→ Quellenauszug:
%%
Vor 225 Jahren kam das militärische Pendant zum Reichsgründer Otto von Bismarck in Parchim zur Welt – 2. Teil: 1840–1891

Manuel Ruoff
24.10.2025

Im Jahre 1840 kam Helmuth von Moltke in den Generalstab des IV. Armee-Korps des Prinzen Carl von Preußen. Da der Prinz in Berlin residierte, lebte und arbeitete nun auch Moltke hier. Im Gefolge des Prinzen nahm er teil am gesellschaftlichen Leben in der Haupt- und Residenzstadt.

1842 wurde Moltke nicht nur Major, sondern auch Ehemann. Und das kam so: Moltkes Schwester Auguste heiratete den wohlhabenden Engländer John Heyliger Burt, und der hatte aus erster Ehe eine Tochter, Mary. „Kaffeeböhnchen“, wie diese 1826 geborene Stiefnichte Moltkes wegen ihrer braunen Augen liebevoll genannt wurde, eroberte mit ihrer Jugend, Schönheit, Heiterkeit, Unkompliziertheit sowie praktischen und patenten Art das Herz ihres zurückhaltenden, ein Vierteljahrhundert älteren „Onkel Helmuth“.
%%
→ Zu beantwortende Fragen:
**1)** Welchen Kosenamen gab man Mary laut dem Text über Moltke, und aus welchem Grund?
**2)** Nenne sämtliche Eigenschaften, mit denen Mary nach dem Text über Moltke das Herz ihres „Onkel Helmuth“ gewann.
Für die Aufgaben werden die Zeilen nicht gebraucht.

Gespeicherte Einträge:
%%
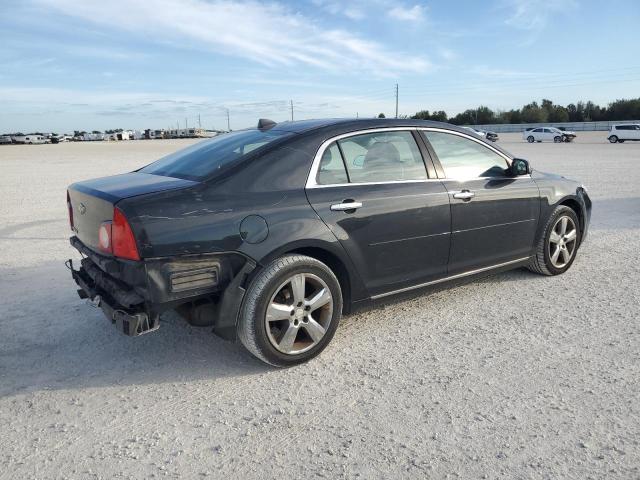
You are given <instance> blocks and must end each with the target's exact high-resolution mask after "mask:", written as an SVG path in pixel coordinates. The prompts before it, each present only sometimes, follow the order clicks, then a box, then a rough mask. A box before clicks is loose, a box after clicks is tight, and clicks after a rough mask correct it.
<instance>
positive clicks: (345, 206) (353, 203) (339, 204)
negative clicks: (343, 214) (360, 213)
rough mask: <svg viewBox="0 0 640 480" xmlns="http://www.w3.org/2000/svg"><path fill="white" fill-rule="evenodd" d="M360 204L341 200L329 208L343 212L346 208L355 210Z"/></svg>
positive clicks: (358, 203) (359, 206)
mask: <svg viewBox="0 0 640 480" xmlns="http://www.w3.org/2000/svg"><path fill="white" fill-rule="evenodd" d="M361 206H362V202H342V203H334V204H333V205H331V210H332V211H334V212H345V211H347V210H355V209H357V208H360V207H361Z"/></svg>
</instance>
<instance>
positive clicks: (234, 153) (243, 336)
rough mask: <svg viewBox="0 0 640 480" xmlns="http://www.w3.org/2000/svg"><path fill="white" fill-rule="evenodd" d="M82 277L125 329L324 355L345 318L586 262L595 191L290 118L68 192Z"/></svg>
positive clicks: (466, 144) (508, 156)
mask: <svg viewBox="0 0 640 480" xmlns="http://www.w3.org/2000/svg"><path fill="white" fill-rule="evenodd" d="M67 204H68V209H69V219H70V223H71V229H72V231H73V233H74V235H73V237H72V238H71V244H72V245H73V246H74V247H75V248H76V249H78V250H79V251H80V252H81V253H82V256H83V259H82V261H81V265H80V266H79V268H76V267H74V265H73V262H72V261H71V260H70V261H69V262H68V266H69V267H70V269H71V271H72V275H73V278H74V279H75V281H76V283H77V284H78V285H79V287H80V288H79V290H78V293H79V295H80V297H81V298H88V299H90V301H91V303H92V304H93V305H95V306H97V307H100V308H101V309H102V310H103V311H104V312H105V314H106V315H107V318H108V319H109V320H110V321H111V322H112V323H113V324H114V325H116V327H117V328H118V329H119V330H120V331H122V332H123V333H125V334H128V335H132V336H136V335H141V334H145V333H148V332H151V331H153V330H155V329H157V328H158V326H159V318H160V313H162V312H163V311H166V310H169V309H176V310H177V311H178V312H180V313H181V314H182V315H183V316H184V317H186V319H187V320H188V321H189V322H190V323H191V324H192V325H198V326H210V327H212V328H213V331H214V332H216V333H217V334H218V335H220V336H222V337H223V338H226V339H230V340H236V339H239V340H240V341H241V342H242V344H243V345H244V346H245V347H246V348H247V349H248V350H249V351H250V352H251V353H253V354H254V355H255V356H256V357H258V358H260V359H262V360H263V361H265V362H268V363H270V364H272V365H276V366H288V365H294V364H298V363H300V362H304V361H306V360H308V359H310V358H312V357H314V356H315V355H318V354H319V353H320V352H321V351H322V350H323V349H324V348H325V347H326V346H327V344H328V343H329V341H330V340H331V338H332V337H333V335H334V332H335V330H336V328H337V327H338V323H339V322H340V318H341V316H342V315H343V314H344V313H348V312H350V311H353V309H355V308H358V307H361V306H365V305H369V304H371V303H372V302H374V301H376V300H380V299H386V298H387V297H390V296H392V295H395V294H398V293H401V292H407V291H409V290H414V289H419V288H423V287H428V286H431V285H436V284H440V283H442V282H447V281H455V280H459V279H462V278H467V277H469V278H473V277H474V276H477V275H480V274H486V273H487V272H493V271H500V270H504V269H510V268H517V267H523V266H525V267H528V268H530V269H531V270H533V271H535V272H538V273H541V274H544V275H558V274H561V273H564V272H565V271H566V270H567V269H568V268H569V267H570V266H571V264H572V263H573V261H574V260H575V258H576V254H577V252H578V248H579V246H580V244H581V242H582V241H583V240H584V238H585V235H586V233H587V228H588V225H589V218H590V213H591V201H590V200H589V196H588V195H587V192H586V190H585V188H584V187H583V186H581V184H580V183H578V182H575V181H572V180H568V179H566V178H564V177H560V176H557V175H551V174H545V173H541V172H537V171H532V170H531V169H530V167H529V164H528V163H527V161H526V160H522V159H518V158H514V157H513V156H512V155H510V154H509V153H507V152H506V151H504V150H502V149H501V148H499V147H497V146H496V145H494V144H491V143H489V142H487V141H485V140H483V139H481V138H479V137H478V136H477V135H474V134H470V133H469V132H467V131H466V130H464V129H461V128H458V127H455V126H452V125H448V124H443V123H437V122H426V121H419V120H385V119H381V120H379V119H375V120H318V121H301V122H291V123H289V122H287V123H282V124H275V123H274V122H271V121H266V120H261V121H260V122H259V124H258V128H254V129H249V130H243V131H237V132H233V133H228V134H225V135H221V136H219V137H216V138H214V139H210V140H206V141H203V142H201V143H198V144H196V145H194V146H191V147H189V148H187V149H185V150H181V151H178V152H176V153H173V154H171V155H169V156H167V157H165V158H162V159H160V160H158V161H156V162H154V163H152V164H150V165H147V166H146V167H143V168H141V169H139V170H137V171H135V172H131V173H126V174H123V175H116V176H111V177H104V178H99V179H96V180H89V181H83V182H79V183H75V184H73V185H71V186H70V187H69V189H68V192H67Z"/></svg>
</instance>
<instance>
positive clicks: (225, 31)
%%
%%
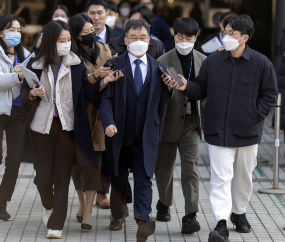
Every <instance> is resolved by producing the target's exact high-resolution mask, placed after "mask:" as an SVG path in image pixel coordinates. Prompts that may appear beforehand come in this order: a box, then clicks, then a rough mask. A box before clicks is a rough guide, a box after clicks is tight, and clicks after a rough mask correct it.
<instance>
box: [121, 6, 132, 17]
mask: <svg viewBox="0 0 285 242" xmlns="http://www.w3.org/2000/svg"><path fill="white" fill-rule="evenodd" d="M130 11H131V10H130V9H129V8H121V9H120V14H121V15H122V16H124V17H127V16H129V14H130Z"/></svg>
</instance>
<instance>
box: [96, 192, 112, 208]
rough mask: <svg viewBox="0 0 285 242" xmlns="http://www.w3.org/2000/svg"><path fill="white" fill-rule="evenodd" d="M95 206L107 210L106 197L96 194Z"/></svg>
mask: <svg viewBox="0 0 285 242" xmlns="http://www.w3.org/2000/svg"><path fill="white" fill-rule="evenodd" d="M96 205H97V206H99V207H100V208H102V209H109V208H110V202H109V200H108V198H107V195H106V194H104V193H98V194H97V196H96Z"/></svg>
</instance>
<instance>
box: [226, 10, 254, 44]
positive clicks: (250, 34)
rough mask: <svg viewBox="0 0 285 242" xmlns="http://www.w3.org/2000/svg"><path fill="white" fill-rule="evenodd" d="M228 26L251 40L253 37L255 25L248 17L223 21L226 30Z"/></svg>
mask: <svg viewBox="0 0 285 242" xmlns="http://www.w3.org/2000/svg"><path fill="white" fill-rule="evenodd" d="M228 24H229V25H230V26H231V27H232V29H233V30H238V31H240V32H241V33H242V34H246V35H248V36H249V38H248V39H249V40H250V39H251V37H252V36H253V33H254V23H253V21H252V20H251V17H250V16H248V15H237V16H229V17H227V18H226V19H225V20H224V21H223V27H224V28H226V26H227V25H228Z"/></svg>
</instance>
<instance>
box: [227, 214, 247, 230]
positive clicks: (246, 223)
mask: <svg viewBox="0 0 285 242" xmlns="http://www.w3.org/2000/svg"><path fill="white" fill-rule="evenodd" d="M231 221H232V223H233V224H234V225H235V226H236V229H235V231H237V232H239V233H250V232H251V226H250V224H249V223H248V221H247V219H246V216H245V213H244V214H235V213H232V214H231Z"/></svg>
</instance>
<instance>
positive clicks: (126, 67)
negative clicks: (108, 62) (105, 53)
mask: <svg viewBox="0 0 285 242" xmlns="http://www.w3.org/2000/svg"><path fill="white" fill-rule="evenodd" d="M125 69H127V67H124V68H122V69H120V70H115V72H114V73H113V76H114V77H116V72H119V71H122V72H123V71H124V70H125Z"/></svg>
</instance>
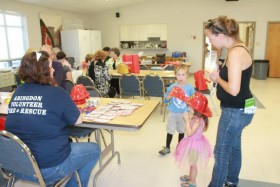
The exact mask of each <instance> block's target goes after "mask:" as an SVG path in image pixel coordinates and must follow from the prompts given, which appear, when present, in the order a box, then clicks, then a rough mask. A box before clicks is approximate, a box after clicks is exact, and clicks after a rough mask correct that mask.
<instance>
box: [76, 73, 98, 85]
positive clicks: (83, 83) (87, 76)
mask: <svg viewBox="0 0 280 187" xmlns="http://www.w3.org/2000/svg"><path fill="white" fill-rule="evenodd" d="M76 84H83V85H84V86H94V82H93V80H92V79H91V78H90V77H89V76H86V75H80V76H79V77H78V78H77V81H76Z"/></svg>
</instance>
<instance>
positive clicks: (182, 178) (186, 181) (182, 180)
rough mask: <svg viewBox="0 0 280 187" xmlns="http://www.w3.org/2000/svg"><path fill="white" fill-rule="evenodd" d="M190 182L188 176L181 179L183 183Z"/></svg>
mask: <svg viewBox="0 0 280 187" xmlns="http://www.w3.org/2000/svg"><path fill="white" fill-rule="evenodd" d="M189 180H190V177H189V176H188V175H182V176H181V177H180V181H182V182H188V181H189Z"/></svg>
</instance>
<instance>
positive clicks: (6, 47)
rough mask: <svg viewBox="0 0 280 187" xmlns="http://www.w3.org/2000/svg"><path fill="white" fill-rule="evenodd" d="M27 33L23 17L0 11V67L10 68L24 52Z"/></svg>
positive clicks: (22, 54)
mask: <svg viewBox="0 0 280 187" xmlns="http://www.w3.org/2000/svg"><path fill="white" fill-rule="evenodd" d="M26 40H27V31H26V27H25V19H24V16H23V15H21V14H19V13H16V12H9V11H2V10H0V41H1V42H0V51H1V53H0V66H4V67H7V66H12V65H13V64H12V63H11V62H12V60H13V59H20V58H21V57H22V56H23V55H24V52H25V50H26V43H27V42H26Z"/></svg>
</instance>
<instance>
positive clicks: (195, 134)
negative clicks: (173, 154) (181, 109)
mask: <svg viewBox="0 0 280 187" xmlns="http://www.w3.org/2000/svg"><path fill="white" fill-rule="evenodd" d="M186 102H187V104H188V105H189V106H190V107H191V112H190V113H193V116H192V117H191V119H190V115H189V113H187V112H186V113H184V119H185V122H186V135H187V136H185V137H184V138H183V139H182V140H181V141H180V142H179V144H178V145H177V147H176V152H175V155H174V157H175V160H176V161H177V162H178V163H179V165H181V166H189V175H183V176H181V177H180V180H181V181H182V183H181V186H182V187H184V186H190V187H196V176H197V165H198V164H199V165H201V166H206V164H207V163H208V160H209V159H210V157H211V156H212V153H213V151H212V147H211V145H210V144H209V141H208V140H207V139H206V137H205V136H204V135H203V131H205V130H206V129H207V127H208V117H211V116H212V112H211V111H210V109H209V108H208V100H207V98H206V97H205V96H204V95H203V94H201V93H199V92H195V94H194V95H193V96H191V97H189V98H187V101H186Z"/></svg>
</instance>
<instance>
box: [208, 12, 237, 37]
%%
%%
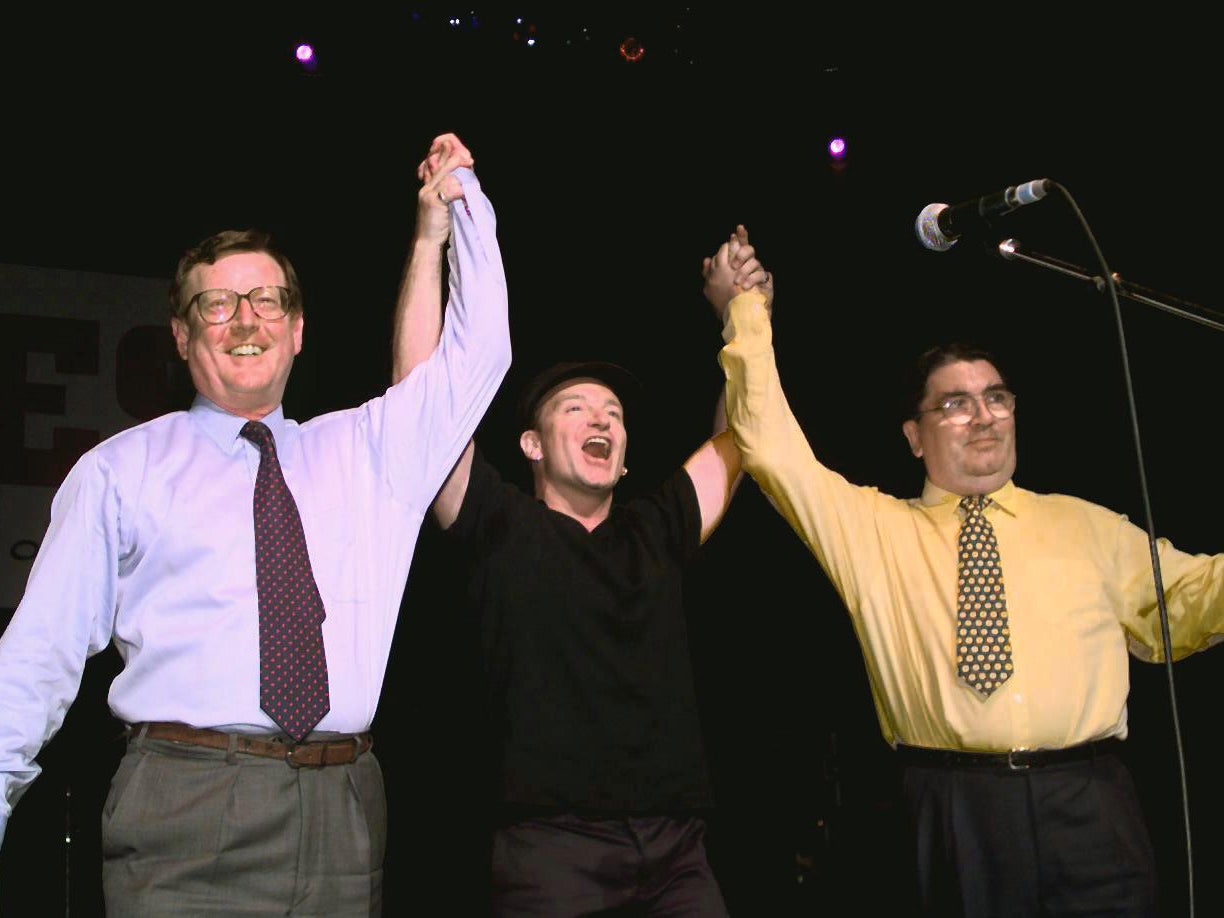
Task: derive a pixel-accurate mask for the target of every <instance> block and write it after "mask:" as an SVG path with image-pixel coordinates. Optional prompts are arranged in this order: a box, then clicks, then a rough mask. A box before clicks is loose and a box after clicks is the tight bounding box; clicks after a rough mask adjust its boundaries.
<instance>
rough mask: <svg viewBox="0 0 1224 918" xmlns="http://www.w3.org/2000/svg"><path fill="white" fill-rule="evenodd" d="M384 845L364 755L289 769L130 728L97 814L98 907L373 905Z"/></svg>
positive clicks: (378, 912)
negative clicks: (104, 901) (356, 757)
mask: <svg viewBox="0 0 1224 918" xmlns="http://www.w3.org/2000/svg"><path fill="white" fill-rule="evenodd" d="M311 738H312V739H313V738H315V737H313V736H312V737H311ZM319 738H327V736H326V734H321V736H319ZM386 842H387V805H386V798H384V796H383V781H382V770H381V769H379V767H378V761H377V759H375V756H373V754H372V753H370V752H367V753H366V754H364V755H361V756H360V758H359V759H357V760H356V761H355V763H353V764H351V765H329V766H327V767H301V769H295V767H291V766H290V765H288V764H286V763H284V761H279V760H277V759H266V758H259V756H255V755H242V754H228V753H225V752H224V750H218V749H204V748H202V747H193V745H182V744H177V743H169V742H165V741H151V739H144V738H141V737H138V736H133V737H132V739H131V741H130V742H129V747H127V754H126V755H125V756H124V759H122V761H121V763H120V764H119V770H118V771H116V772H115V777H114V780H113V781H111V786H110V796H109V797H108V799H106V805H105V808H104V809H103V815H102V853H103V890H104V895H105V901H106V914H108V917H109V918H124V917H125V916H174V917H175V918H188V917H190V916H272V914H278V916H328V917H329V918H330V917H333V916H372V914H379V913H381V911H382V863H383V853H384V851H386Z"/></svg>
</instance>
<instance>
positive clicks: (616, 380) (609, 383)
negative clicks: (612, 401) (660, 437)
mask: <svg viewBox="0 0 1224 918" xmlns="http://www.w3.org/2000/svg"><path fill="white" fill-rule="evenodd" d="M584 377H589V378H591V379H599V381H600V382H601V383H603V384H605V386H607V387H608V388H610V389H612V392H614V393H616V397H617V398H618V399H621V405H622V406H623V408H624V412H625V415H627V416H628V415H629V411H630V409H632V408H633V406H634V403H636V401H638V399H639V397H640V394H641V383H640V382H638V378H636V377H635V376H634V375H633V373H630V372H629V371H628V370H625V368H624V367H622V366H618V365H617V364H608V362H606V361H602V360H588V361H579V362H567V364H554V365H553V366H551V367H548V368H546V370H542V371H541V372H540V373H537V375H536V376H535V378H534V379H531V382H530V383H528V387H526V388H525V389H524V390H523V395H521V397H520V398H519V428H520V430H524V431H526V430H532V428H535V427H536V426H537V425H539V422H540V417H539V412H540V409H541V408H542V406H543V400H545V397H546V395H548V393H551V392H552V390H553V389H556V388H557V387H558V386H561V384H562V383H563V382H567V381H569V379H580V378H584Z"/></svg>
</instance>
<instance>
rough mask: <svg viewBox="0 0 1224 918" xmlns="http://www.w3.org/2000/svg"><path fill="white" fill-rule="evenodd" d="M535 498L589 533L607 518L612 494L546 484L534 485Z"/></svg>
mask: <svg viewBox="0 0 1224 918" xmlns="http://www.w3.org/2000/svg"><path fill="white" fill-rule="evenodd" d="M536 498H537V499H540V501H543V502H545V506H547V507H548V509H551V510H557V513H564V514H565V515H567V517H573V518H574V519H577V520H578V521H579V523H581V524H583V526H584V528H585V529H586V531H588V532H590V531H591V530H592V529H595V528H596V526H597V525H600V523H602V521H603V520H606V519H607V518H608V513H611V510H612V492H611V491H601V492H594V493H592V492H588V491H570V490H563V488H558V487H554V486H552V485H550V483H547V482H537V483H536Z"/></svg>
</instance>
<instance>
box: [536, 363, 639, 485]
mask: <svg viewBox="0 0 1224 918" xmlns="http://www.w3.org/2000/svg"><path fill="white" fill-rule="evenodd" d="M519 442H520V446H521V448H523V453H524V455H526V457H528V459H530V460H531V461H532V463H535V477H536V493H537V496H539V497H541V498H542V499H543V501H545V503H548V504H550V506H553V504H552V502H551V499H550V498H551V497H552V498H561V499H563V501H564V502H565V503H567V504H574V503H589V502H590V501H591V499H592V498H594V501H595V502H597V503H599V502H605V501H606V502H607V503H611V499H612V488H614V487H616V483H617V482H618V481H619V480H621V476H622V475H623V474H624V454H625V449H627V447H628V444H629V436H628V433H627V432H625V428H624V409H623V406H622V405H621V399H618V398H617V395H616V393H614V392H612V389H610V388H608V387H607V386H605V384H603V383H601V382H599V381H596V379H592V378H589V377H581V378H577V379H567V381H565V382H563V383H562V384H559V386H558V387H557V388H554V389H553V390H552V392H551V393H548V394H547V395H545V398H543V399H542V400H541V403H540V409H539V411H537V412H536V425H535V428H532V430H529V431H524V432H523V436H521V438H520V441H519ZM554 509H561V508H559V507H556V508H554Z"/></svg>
%%
→ Lösungen je Aufgabe:
**1)** „Kaffeeböhnchen“, wegen ihrer braunen Augen.

**2)** Jugend, Schönheit, Heiterkeit, Unkompliziertheit sowie ihre praktische und patente Art.